→ Required action:
Your copy must hold every line of the records word for word. It must hold no pictures.
== Supplied information
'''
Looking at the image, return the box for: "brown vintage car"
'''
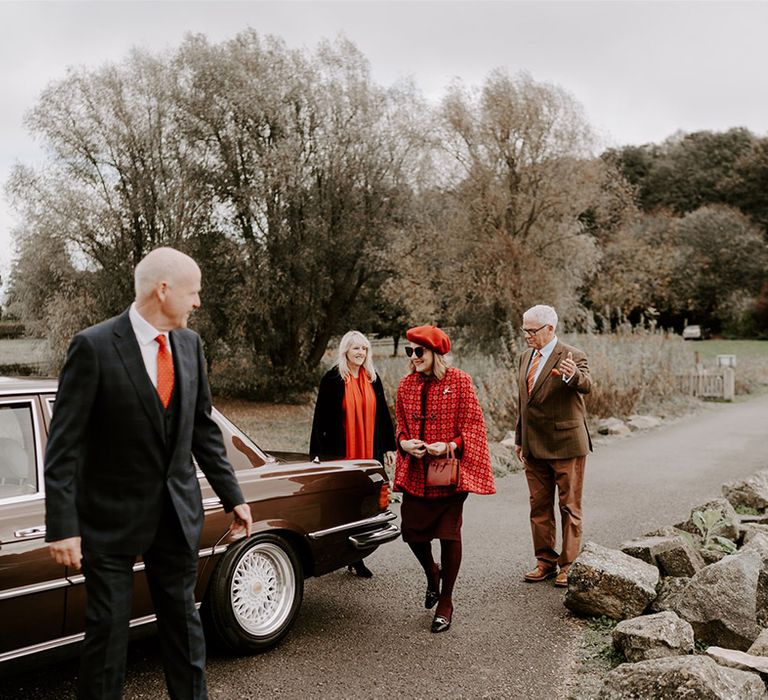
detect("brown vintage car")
[0,377,400,665]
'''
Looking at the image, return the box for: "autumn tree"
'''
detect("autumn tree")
[671,206,768,331]
[432,70,606,347]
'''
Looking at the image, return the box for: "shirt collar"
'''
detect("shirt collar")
[129,302,168,347]
[537,335,558,360]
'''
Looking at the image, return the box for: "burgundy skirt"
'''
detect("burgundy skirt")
[400,492,468,542]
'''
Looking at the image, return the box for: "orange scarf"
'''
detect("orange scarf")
[342,370,377,459]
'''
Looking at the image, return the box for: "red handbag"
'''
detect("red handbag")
[426,444,460,487]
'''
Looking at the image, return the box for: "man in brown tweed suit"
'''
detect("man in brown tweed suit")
[514,305,592,587]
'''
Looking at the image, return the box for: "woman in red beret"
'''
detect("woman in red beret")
[310,330,397,577]
[394,325,495,633]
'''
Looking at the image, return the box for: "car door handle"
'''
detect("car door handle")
[14,526,47,539]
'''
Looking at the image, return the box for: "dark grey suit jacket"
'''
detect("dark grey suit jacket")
[44,309,244,555]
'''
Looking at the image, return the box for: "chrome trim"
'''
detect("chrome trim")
[0,577,70,601]
[0,550,220,603]
[349,523,401,549]
[201,497,222,512]
[308,511,396,540]
[0,604,201,664]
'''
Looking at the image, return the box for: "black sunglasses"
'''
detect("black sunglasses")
[405,346,426,358]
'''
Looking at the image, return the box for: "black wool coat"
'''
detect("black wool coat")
[310,367,396,464]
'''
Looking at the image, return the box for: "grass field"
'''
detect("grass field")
[687,338,768,395]
[689,338,768,361]
[0,338,48,365]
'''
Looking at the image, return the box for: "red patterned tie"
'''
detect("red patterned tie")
[526,350,540,395]
[155,334,174,408]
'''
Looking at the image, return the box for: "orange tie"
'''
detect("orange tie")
[527,350,541,395]
[155,334,174,408]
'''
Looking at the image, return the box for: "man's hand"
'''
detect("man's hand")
[560,351,577,381]
[400,439,426,458]
[49,537,82,569]
[383,451,396,469]
[514,445,525,464]
[230,503,253,538]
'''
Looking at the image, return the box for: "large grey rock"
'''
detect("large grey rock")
[645,525,691,539]
[597,655,768,699]
[500,431,516,451]
[741,514,768,526]
[627,414,662,431]
[488,442,519,476]
[672,550,765,650]
[701,548,728,565]
[676,498,740,543]
[612,611,694,662]
[621,535,681,566]
[564,541,659,620]
[656,538,706,577]
[723,470,768,512]
[621,535,705,577]
[741,525,768,549]
[650,577,690,613]
[742,530,768,558]
[597,417,630,436]
[748,628,768,656]
[707,646,768,675]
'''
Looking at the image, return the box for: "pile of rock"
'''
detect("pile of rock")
[565,468,768,698]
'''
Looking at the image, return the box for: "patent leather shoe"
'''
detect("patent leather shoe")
[431,608,452,633]
[425,588,439,609]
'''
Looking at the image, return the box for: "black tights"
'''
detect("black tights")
[408,539,462,617]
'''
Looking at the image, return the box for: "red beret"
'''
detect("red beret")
[406,325,451,355]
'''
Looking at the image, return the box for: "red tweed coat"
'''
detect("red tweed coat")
[394,367,495,498]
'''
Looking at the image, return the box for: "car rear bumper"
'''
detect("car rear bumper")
[348,523,400,549]
[308,510,400,550]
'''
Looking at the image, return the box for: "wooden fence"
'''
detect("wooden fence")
[678,366,735,401]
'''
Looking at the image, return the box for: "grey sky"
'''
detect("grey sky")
[2,0,768,283]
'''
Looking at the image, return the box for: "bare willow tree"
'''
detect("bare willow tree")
[7,49,210,358]
[433,70,604,346]
[7,33,425,393]
[175,32,423,390]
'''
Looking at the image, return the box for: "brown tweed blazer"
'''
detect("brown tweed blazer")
[515,340,592,460]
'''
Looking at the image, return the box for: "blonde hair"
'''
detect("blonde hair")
[408,349,450,380]
[335,330,377,382]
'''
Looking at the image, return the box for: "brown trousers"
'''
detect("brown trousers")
[523,454,586,569]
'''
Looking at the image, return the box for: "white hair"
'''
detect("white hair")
[335,330,377,383]
[134,247,199,300]
[523,304,558,329]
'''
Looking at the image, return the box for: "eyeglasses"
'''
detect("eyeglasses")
[405,346,426,358]
[522,324,548,336]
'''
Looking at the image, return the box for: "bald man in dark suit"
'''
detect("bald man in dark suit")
[45,247,252,699]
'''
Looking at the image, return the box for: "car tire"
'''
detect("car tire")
[205,533,304,654]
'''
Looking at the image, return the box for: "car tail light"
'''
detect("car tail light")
[379,481,391,510]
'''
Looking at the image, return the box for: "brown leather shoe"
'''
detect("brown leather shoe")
[554,568,569,587]
[523,563,558,582]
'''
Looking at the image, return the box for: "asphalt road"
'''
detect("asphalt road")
[2,394,767,699]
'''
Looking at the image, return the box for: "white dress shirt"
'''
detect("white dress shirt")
[129,302,171,389]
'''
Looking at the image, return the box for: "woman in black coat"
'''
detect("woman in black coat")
[310,330,396,576]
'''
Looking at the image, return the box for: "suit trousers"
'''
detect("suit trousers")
[78,493,207,700]
[523,454,586,569]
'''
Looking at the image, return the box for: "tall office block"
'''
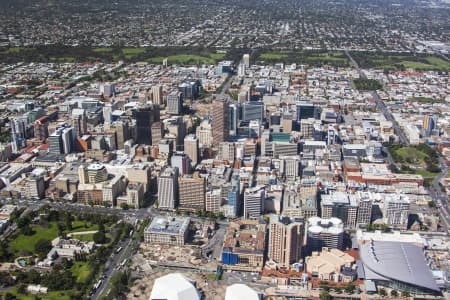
====
→ Exercise solution:
'''
Looking at the image, return the box for: "brown vintage car"
'''
detect("brown vintage car")
[0,377,400,665]
'''
Looking at the image, return the box for: "autumn tree"
'''
detect("autumn tree")
[671,206,768,331]
[432,70,606,347]
'''
Looking at the image, return the box for: "shirt collar"
'''
detect("shirt collar")
[129,302,168,347]
[537,335,558,360]
'''
Looking at the image, return the box for: "burgundy skirt"
'''
detect("burgundy skirt")
[400,492,468,542]
'''
Looking at the image, return the box for: "orange scarf"
'''
detect("orange scarf")
[342,370,377,459]
'''
Looking at the image, return the box for: "red handbag"
'''
detect("red handbag")
[426,444,460,487]
'''
Looking at the image, return the box for: "man in brown tweed suit"
'''
detect("man in brown tweed suit")
[514,305,592,587]
'''
Looking at the image, return the box for: "woman in red beret"
'''
detect("woman in red beret")
[310,330,397,577]
[394,325,495,633]
'''
Looking at the image, return the box for: "car door handle"
'''
detect("car door handle")
[14,526,47,539]
'''
Looking at the image, return the box for: "dark grey suit jacket"
'''
detect("dark grey suit jacket")
[44,309,244,555]
'''
Looking at the image, return the box for: "chrome trim"
'''
detect("chrome trim")
[0,577,70,601]
[0,550,220,603]
[349,523,401,549]
[201,497,222,512]
[308,511,396,540]
[0,604,201,664]
'''
Looking at the image, return the box for: "black sunglasses"
'''
detect("black sunglasses")
[405,346,426,358]
'''
Looking at the image, return the box for: "black wool coat"
'''
detect("black wool coat")
[310,367,396,464]
'''
Looking at the image, return the box for: "grass field"
'''
detect("grass field")
[687,338,768,395]
[689,338,768,361]
[0,338,48,365]
'''
Looking at the image, return the box for: "red patterned tie"
'''
detect("red patterned tie")
[526,350,540,395]
[155,334,174,408]
'''
Looking at the image, return the box for: "orange tie"
'''
detect("orange tie")
[527,350,541,395]
[155,334,174,408]
'''
Looking at the image, return the box for: "man's hand"
'''
detect("man's hand")
[560,351,577,381]
[400,439,426,458]
[49,537,82,569]
[383,451,396,469]
[514,445,525,464]
[230,503,253,538]
'''
Looking at the image, return the box for: "large grey rock"
'''
detect("large grey rock")
[645,525,691,539]
[597,655,768,699]
[500,431,516,451]
[741,514,768,526]
[627,414,662,431]
[488,442,519,476]
[672,550,765,650]
[701,548,728,565]
[676,498,740,543]
[612,611,694,662]
[621,535,681,566]
[564,541,659,620]
[656,538,706,577]
[723,470,768,512]
[621,535,705,577]
[741,525,768,549]
[650,577,690,613]
[742,530,768,558]
[597,417,630,436]
[748,628,768,656]
[707,646,768,675]
'''
Looking at the image, return the box for: "pile of rock"
'''
detect("pile of rock")
[565,468,768,698]
'''
Looking at the image, return the box for: "patent leather shoe"
'''
detect("patent leather shoe")
[431,608,452,633]
[425,588,439,609]
'''
Looking at the image, return the box for: "black tights"
'''
detect("black tights")
[408,539,462,617]
'''
Looking at the image, return the box for: "red beret"
'''
detect("red beret")
[406,325,451,355]
'''
Looking at the image, return the box for: "red tweed coat"
'''
detect("red tweed coat")
[394,367,495,498]
'''
Looking at the image, return the box for: "car rear bumper"
'''
detect("car rear bumper")
[348,523,400,549]
[308,510,400,550]
'''
Looking at the image, return the box for: "wooden fence"
'''
detect("wooden fence")
[678,366,735,401]
'''
Looking at the image, return the box for: "grey sky"
'''
detect("grey sky")
[2,0,768,283]
'''
Looking at the image, return the box for: "bare willow tree"
'''
detect("bare willow tree")
[7,49,210,358]
[433,70,604,346]
[7,33,425,393]
[175,32,423,390]
'''
Looking at the image, return the box for: "brown tweed blazer"
'''
detect("brown tweed blazer")
[515,340,592,460]
'''
Looking at the image, return the box for: "blonde hair"
'''
detect("blonde hair")
[408,349,450,380]
[335,330,377,382]
'''
Looking at the image, return the box for: "brown trousers"
'''
detect("brown trousers")
[523,454,586,569]
'''
Looking at the image, return the box for: "white hair"
'''
detect("white hair")
[335,330,377,383]
[134,247,199,300]
[523,304,558,329]
'''
Looking at the image, return the box for: "eyeglasses"
'''
detect("eyeglasses")
[405,346,426,358]
[522,324,548,336]
'''
Looking at the image, return the box for: "bald man in dark suit"
'''
detect("bald man in dark suit")
[45,247,252,699]
'''
Looking at the image, return the box for: "car tire"
'''
detect("car tire")
[205,533,304,654]
'''
Looking at the image, return the box for: "car tail light"
'''
detect("car tail light")
[379,481,391,510]
'''
Looking at the image, return the box for: "brown leather shoe"
'''
detect("brown leather shoe")
[554,568,569,587]
[523,563,558,582]
'''
Looking at the image, return the box for: "asphalt road"
'''
detect("asphalt road")
[2,394,767,699]
'''
Looking at the image, return the box for: "white dress shirt"
'''
detect("white dress shirt")
[129,302,171,389]
'''
Looking at the image, return the box for: "woman in black coat"
'''
detect("woman in black coat")
[310,330,396,576]
'''
Looking at the image, return the box for: "suit trousers"
'''
detect("suit trousers")
[78,493,207,700]
[523,454,586,569]
'''
Looking at the image, return the box for: "tall office block"
'''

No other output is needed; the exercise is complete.